TESTO:
A vederlo attraversare il centro di Roma sulla Lancia Flaminia presidenziale che saluta ali festanti di cittadini, non si direbbe proprio che quella appena conclusa sia stata la settimana più difficile della vita politica di Sergio Mattarella. Una settimana in cui ha dovuto dimostrare che tipo di presidente della Repubblica essere. Cosa che ha fatto riuscendo ad arrivare in porto dopo una traversata di 87 lunghi giorni, tra accelerazioni, frenate, tatticismi e una valanga di critiche (anche da questo giornale). Un successo per il capo dello Stato, che ieri ha festeggiato senza trionfalismi ma mostrando a più riprese un’espressione di evidente soddisfazione.
D’altra parte, a quasi tre mesi esatti dalle elezioni, Mattarella è riuscito a chiudere un puzzle nel quale tiene insieme quelle che a suo avviso erano le priorità della legislatura. In primo luogo farla andare avanti, evitando un ritorno alle urne che avrebbe esposto l’Italia all’ottovolante dei mercati, compromettendo ancora di più la nostra credibilità internazionale. In secondo luogo il Quirinale voleva dare il via ad un governo politico, sostenuto dalle due principali forze uscite vincitrici dalle elezioni dello scorso 4 marzo. Un esecutivo che nonostante sia un bicolore M5s-Lega vede comunque di molto smussate le sue posizioni euroscettiche, non tanto nelle dichiarazioni di queste ore (su tutte la rassicurazione del neoministro dell’Economia Giovanni Tria) quanto nella compagine di governo. Non solo a Palazzo Chigi, ma anche agli Esteri, alla Difesa e a via XX Settembre, Mattarella è infatti riuscito a far sì che non sedessero figure divisive o di rottura con i partner internazionali. Un risultato portato a casa dopo il braccio di ferro sul nome di Paolo Savona, alla fine dirottato al ministero delle Politiche Ue. Che, con buona pace di chi sostiene sia un posto chiave nell’interazione con Bruxelles, resta comunque un dicastero senza portafoglio e con competenze di risulta rispetto a quelle già in capo a presidente del Consiglio, ministro degli Esteri e ministro dell’Economia.

RIGHE:
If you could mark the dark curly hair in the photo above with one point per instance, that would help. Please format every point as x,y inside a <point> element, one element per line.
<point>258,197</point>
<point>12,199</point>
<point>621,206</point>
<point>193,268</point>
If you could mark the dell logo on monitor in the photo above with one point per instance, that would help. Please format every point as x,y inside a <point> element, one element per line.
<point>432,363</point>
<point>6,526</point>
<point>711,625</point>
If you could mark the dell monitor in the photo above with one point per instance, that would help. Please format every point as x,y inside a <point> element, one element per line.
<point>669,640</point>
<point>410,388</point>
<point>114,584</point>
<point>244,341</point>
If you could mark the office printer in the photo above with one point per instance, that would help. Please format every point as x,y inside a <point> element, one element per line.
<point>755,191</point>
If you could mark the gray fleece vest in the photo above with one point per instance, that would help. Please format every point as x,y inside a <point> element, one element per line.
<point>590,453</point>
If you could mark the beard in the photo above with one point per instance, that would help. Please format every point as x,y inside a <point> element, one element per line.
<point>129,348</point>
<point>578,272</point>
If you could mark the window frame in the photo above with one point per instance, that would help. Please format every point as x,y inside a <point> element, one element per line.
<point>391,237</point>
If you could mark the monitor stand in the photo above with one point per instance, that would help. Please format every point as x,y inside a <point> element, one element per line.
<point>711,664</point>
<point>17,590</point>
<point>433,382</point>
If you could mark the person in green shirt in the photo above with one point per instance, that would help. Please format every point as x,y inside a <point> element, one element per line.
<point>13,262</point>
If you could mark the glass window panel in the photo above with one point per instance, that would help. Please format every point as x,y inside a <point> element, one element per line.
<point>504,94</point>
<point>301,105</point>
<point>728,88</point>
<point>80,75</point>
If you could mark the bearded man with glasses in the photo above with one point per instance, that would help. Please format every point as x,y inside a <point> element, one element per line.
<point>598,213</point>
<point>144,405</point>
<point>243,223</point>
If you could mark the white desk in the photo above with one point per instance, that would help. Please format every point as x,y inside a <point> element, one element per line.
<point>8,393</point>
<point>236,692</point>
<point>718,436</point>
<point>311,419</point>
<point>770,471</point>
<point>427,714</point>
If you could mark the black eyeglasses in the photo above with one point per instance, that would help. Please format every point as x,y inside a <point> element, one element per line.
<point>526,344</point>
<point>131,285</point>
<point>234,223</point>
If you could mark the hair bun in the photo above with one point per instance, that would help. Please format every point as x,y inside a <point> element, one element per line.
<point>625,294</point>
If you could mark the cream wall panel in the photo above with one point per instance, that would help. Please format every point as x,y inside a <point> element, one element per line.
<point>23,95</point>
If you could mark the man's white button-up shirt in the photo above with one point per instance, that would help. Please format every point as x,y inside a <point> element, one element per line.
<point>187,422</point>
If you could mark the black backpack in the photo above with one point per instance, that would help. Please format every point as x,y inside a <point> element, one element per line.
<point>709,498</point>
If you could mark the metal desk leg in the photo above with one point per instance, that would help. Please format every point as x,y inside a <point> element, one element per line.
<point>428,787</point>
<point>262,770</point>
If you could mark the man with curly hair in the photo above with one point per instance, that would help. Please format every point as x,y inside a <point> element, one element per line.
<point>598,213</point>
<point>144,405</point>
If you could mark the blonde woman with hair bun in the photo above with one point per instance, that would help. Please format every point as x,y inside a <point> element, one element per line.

CONSEGNA 1:
Riformuli in forma di elenco puntato il paragrafo del testo su Mattarella che inizia con "D’altra parte, a quasi tre mesi esatti dalle elezioni", conservandone i fatti principali.
CONSEGNA 2:
Prosegua il testo su Mattarella a partire dall’ultima frase riportata.

RISPOSTA CORRETTA 1:
- A quasi tre mesi dalle elezioni, Mattarella ha completato un quadro che tiene insieme le priorità della legislatura secondo la sua visione.
- Prima priorità: far proseguire la legislatura, evitando un ritorno alle urne che avrebbe esposto l’Italia all’instabilità dei mercati e compromesso ulteriormente la sua credibilità internazionale.
- Seconda priorità: avviare un governo politico sostenuto da M5s e Lega, le due principali forze vincitrici delle elezioni del 4 marzo.
- Le posizioni euroscettiche dell’esecutivo risultano molto attenuate, più nella composizione del governo che nelle dichiarazioni, tra cui la rassicurazione del neoministro dell’Economia Giovanni Tria.
- A Palazzo Chigi, agli Esteri, alla Difesa e a via XX Settembre non siedono figure divisive o di rottura con i partner internazionali.
- Il risultato è arrivato dopo il braccio di ferro su Paolo Savona, destinato infine al ministero delle Politiche Ue. Si tratta di un dicastero senza portafoglio, con competenze residuali rispetto a quelle del presidente del Consiglio e dei ministri degli Esteri e dell’Economia.

RISPOSTA CORRETTA 2:
Per Mattarella, dunque, una lunga partita a scacchi, giocata con la pazienza e l’imperturbabilità della vecchia sinistra democristiana. Fino all’eccesso, al punto da attirarsi critiche e dubbi legittimi. Tanto da mettersi nella rischiosa condizione di chi sul tavolo da poker decide per l’all in: vincere l’intero piatto oppure perdere tutto. Alla fine è andata bene. E sono dunque cadute le tante perplessità sulla gestione di una crisi che ha avuto un percorso più che accidentato. A partire alla decisione di investire tutto su Luigi Di Maio, fin da quando - ancora prima del voto - fu ricevuto sul Colle legittimando la carnevalata della presentazione della lista dei ministri (ad uso e consumo dei media). Il momento più difficile, di certo, è stato quello che ha seguito il veto su Savona, con il leader del M5s a chiedere l’impeachment del capo dello Stato con una violenza verbale che ha fatto temere il peggio. Anche qui, Mattarella ha scelto di pazientare e continuare a tessere la tela del dialogo, seppure sotterraneo.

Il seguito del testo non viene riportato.